*** TEXT PASSAGE Section Begins ***

The Future of the Art

Because these recent developments in AI art generation have seemed to come almost from nowhere, it’s hard to say how rapidly they will improve to match or even exceed human capabilities. We should keep in mind that autonomous cars were expected to be widely available by now on the basis of work done in the 2010s, and yet after a promising beginning, only slow progress has been made and such vehicles are still unsafe on real-world roads.

On the other hand, given the eagerness of many extremely well-funded tech groups to work in this area, including not just OpenAI but Microsoft and Google among others, it’s reasonable to expect further progress up to a point. What’s the limit? For current system architectures, I expect that limit is based on these systems’ lack of explicit real-world knowledge. Just as ChatGPT is capable of absolutely authoritative but totally incorrect and easily refutable statements, these systems will be hamstrung by the inability to reason until such capabilities are combined with their generative models.

Let’s establish three bars:

  1. Acceptable low-grade commercial art. The kind of graphic art that creative freelancers currently make to order for ad campaigns and other commercial applications without much funding, but which will still pay their rent. Equivalent prose would be acceptable for publication in some token and semipro magazines and for routine copywriting assignments.
  2. Acceptable high-grade commercial art. Commercial art produced for highly funded campaigns by major agencies and design firms, or prose and content that can be published in the better magazines and journals.
  3. Superior-to-human fine art. Masterpieces that would displace human efforts from galleries and museums and bookstore racks and win awards if AI and humans competed on a level playing field.

We’re currently just entering stage 1 for certain applications. This means that soon some semipro freelancers may experience serious competition from AI systems, and after a while some agencies and design firms may reduce their staff because their routine low-end work can be done by machine. There will still be plenty of human work involved in revising, incorporating, or compositing AI work into larger and higher quality artistic achievements, but the amount of human touch in the overall process will diminish.

*** TEXT PASSAGE Section Ends ***
*** PROVIDED RECORDS Section Begins ***

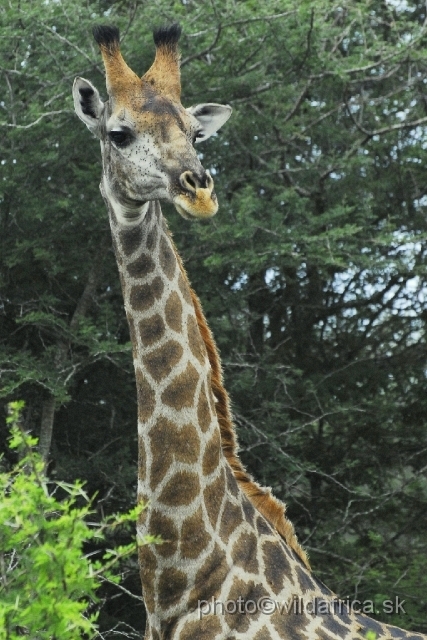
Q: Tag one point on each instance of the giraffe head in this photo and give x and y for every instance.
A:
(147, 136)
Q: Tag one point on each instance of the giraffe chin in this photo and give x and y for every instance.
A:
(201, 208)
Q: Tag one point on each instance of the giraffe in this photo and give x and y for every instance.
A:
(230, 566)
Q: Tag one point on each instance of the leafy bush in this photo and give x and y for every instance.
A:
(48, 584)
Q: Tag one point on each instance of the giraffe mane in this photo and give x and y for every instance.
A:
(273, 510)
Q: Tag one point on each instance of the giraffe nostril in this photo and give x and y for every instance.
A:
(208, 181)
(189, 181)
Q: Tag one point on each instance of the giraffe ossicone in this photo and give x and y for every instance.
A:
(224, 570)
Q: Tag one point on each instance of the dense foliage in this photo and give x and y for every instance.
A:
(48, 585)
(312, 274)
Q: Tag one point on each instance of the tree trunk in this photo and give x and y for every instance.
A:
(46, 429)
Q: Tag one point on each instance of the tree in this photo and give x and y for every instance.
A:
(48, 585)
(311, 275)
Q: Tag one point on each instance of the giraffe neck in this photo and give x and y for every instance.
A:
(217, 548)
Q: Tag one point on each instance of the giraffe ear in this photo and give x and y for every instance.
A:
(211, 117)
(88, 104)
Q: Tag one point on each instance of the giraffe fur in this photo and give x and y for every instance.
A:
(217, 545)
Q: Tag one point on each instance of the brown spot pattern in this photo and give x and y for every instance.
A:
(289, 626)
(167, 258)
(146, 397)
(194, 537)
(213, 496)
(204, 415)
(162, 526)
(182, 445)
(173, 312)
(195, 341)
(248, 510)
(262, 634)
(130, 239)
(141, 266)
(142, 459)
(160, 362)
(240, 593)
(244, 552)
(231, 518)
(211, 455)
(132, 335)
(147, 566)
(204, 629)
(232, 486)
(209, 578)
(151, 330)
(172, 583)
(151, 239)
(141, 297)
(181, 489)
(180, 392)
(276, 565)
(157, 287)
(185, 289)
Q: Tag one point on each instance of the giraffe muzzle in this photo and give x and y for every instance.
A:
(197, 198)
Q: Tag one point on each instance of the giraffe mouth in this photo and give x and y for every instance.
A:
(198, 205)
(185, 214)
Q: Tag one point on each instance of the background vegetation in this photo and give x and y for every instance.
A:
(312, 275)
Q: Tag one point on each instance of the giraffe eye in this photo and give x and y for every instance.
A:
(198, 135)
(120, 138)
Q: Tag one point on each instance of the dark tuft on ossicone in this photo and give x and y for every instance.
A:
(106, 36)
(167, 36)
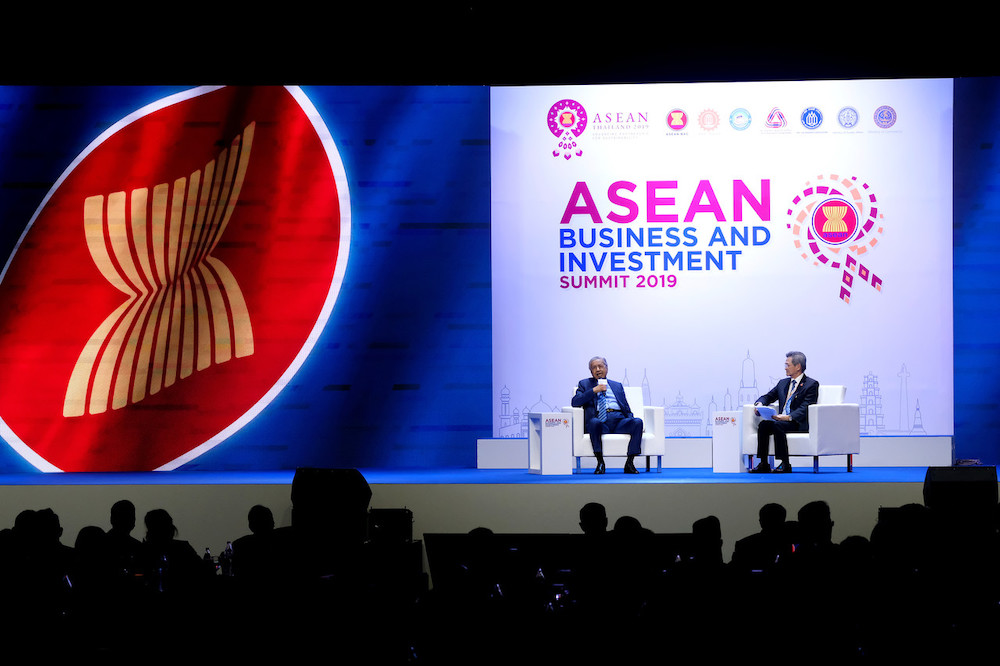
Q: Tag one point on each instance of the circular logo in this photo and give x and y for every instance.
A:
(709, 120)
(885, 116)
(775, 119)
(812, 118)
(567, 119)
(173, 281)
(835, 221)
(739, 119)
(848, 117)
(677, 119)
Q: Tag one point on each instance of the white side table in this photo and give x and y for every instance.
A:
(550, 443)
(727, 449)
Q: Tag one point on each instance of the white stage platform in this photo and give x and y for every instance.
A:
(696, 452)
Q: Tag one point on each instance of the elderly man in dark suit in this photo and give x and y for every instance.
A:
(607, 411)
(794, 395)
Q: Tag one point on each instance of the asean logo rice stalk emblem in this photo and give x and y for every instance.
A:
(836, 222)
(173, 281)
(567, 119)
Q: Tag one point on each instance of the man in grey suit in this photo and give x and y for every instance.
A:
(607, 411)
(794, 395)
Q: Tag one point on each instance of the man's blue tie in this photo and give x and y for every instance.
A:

*** PROVIDED RECORDS Section Ends ***

• WHAT THIS TASK INVOLVES
Print the stretch from "On the other" through "their generative models." in the text on the future of AI art, word for word.

• FINISHED TASK
On the other hand, given the eagerness of many extremely well-funded tech groups to work in this area, including not just OpenAI but Microsoft and Google among others, it’s reasonable to expect further progress up to a point. What’s the limit? For current system architectures, I expect that limit is based on these systems’ lack of explicit real-world knowledge. Just as ChatGPT is capable of absolutely authoritative but totally incorrect and easily refutable statements, these systems will be hamstrung by the inability to reason until such capabilities are combined with their generative models.